» **SHORT PROBLEM**: Can you reproduce all of the records below word for word, keeping every line unchanged?

» **RECORD SET**:
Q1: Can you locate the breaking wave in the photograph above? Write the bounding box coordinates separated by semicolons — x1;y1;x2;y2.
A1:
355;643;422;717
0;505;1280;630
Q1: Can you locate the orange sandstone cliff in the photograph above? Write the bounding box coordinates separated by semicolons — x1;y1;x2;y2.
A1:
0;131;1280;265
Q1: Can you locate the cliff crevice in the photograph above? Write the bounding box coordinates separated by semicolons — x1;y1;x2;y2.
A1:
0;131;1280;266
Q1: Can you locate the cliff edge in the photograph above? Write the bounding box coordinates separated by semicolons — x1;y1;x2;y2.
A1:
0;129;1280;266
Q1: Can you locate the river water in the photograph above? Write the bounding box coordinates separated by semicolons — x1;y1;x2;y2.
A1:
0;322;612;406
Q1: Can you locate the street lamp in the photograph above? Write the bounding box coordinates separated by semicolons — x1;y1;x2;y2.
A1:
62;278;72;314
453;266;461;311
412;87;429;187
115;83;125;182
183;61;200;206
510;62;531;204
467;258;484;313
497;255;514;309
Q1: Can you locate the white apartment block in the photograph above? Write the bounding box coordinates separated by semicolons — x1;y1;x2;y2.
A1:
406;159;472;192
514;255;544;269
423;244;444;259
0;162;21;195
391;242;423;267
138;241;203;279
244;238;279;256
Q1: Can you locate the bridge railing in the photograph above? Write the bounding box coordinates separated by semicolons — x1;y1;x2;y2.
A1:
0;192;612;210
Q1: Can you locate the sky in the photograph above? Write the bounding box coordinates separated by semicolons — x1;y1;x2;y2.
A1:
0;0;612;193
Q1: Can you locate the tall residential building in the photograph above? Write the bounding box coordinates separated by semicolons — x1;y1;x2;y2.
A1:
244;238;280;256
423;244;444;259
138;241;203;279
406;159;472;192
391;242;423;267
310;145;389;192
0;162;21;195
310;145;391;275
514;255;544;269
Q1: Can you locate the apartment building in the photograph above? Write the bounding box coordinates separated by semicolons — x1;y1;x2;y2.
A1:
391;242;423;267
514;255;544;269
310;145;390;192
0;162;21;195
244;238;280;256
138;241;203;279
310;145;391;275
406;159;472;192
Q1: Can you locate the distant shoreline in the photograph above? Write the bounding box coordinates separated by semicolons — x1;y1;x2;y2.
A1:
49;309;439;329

» **PROBLEM SOLUTION**:
Q1: Can you locate the breaking wave in the photograph above? Write the bounding box coordinates separated by semicolons — x1;y1;x2;y2.
A1:
355;643;422;717
0;505;1280;630
Q1: Can you locate the orange sandstone cliff in the photograph above? Write the bounding box coordinates separated by semicolons — x1;y1;x2;y2.
A1:
0;131;1280;265
Q1: Can you locate the cliff crevice in the photograph above? Write the bounding box coordinates separated by semicolons — x1;y1;x2;y2.
A1:
0;131;1280;266
Q1: Can you locate the cliff edge in the photograph above? Write the bounding box coordinates separated by semicolons — x1;y1;x2;y2.
A1:
0;129;1280;266
Q1: Can you locate the river water in the photograph above? Write the bounding box coordinates separated by semicolons — x1;y1;x2;y2.
A1:
0;322;612;406
Q1: Can you locate the street lamp in the photograph above? Write the bounding box coordinates separated by semicolons — x1;y1;x2;y2.
A1:
62;278;72;314
453;266;461;311
412;87;429;187
115;83;125;182
183;61;200;206
510;62;531;204
467;258;484;313
497;255;514;309
Q1: Can you locate the white apartment block in the photograph above? Write the bounding box coordinates separated by semicolons — x1;y1;x2;y2.
A1:
406;159;472;192
514;255;544;269
423;244;444;259
0;162;21;195
391;242;423;267
138;241;203;279
244;238;279;256
Q1: Can you locate the bridge railing in the photograph above? Write the bounding box coordinates separated by semicolons — x1;y1;x2;y2.
A1:
0;192;612;210
Q1: Can you locate the sky in the photograph above? Write the bounding box coordinates separated by semicolons — x1;y1;x2;y2.
A1:
0;0;612;193
Q1: Can you locate the tall residential building in the photograph above? Write the bounding box coordinates separated by semicolons — x1;y1;x2;y2.
A1:
244;238;280;256
423;244;444;259
138;241;203;279
406;159;472;192
391;242;423;267
310;145;389;192
0;162;21;195
310;145;391;275
514;255;544;269
Q1: Can you locate the apartment building in the photograph above? Write the bounding box coordinates separated by semicolons — x1;y1;x2;y2.
A1:
391;242;423;267
514;255;544;269
310;145;390;192
0;162;21;195
244;238;280;256
138;241;203;279
310;145;391;275
406;159;472;192
Q1: Can you locate the distant shoreline in the photograph above? Write the bounding box coordinates separated by semicolons — x1;y1;x2;y2.
A1:
49;309;439;329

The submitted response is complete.